DATA ROWS:
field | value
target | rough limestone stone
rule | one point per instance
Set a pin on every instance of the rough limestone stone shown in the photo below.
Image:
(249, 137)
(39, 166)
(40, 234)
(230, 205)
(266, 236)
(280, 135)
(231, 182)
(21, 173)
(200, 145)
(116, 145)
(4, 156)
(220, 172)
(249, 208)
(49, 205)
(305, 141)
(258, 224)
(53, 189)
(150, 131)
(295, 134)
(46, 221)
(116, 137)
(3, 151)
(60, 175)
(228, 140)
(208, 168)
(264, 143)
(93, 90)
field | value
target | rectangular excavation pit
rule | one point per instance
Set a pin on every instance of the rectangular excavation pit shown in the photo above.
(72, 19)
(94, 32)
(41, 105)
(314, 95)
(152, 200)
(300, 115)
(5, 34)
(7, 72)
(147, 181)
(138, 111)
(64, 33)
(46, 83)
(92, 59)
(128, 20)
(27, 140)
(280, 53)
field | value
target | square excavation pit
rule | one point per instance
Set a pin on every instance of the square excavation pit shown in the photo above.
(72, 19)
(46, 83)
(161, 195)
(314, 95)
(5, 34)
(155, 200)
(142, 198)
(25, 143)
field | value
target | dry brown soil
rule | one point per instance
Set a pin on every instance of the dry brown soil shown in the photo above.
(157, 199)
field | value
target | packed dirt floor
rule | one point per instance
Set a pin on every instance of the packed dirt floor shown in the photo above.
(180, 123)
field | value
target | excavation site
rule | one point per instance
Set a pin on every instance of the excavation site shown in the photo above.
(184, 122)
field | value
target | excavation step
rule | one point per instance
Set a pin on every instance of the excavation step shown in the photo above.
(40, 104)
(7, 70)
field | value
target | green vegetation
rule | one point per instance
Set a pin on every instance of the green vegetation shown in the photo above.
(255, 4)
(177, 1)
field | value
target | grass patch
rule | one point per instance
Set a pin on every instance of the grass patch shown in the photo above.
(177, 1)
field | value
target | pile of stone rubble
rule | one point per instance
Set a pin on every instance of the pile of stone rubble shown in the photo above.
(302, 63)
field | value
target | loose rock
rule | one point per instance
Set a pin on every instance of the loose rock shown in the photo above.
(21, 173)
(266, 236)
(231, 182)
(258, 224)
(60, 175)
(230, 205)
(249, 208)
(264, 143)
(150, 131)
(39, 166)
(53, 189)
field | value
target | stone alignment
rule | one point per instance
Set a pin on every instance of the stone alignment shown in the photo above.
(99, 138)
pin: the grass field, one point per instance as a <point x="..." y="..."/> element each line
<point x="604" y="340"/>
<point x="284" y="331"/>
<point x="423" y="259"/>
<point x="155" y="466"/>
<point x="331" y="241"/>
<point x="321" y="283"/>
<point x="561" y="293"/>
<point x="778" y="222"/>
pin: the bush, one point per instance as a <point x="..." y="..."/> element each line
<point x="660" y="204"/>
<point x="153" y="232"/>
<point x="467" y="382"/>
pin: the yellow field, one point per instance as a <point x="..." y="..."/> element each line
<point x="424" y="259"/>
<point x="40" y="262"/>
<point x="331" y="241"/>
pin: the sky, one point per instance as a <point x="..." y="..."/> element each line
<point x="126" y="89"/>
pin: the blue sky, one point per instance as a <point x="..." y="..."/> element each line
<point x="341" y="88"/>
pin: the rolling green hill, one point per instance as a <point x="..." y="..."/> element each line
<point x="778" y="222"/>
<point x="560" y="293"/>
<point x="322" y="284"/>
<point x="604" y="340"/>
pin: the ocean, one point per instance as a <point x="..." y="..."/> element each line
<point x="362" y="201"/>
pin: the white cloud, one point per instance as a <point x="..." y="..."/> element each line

EXERCISE AIM: Each entry above is to be set down again in exactly the same words.

FINISHED EXERCISE:
field | value
target | rough limestone stone
rule | one point per instance
Set a pin on every instance of the rough limestone stone shown in the photo below.
Image:
(249, 137)
(39, 166)
(40, 234)
(230, 205)
(266, 236)
(280, 135)
(231, 182)
(21, 173)
(200, 145)
(116, 145)
(4, 156)
(220, 172)
(249, 208)
(49, 205)
(305, 141)
(258, 224)
(53, 189)
(150, 131)
(295, 134)
(46, 221)
(116, 137)
(3, 151)
(60, 175)
(228, 140)
(208, 168)
(264, 143)
(93, 90)
field | value
target | rectangular excavation pit
rule | one point per instance
Set a pin on every instance of the rectangular excavation pit shown in the photo above.
(72, 19)
(94, 32)
(41, 105)
(314, 95)
(152, 200)
(300, 115)
(5, 34)
(7, 72)
(147, 181)
(138, 111)
(64, 33)
(46, 83)
(92, 59)
(128, 20)
(27, 140)
(280, 53)
field | value
target | square excavation pit
rule | one point per instance
Set a pin on every instance of the square excavation pit shown in the photo above.
(72, 19)
(46, 83)
(161, 195)
(314, 95)
(5, 34)
(155, 200)
(142, 198)
(25, 143)
field | value
target | dry brown soil
rule | one point per instance
Set a pin on every instance of the dry brown soil shown in the photo above.
(157, 199)
field | value
target | packed dirt floor
rule | one point per instance
Set a pin on every instance of the packed dirt floor shown in the photo above.
(180, 123)
field | value
target | excavation site
rule | one point per instance
Set a pin on every instance of the excavation site shown in the photo above.
(184, 122)
field | value
target | excavation step
rule | one point per instance
Set a pin on every instance of the excavation step shown in the photo above.
(40, 104)
(7, 70)
field | value
target | green vegetation
rule | one point per instance
Set a pin on every instance of the green vegetation shown in the photo above.
(255, 4)
(177, 1)
field | value
target | grass patch
rule | one point per instance
Set a pin on every instance of the grass patch shown in the photo above.
(177, 1)
field | value
target | pile of stone rubble
rule | one point per instance
Set a pin on every instance of the pile of stone rubble shown in the photo above.
(302, 63)
field | value
target | loose rock
rule | one point per instance
Set a pin on every instance of the loose rock shown in the photo above.
(21, 173)
(266, 236)
(231, 182)
(258, 224)
(60, 175)
(230, 205)
(249, 208)
(264, 143)
(150, 131)
(39, 166)
(53, 189)
field | value
target | stone alignment
rule | one point per instance
Set a pin on every instance of the stone alignment shown in the photo above.
(99, 138)
pin: the grass field, one point per instance as a <point x="..." y="..."/> element each line
<point x="604" y="340"/>
<point x="284" y="331"/>
<point x="423" y="259"/>
<point x="155" y="466"/>
<point x="331" y="241"/>
<point x="321" y="283"/>
<point x="561" y="293"/>
<point x="778" y="222"/>
pin: the bush, one point per instance as a <point x="..." y="..."/> element each line
<point x="660" y="204"/>
<point x="153" y="232"/>
<point x="467" y="382"/>
pin: the yellow field, one point per instance as a <point x="..." y="..."/> element each line
<point x="424" y="259"/>
<point x="40" y="262"/>
<point x="331" y="241"/>
pin: the sky, one point per instance as a <point x="..." y="..."/> element each line
<point x="126" y="89"/>
pin: the blue sky, one point per instance as a <point x="..." y="..."/> element each line
<point x="341" y="88"/>
pin: the rolling green hill, one point per instance as a <point x="..." y="..."/> element each line
<point x="778" y="222"/>
<point x="560" y="293"/>
<point x="322" y="284"/>
<point x="604" y="340"/>
pin: the ocean, one point per instance as a <point x="..." y="..."/> element each line
<point x="362" y="201"/>
pin: the white cloud, one point per instance as a <point x="..." y="..."/> element each line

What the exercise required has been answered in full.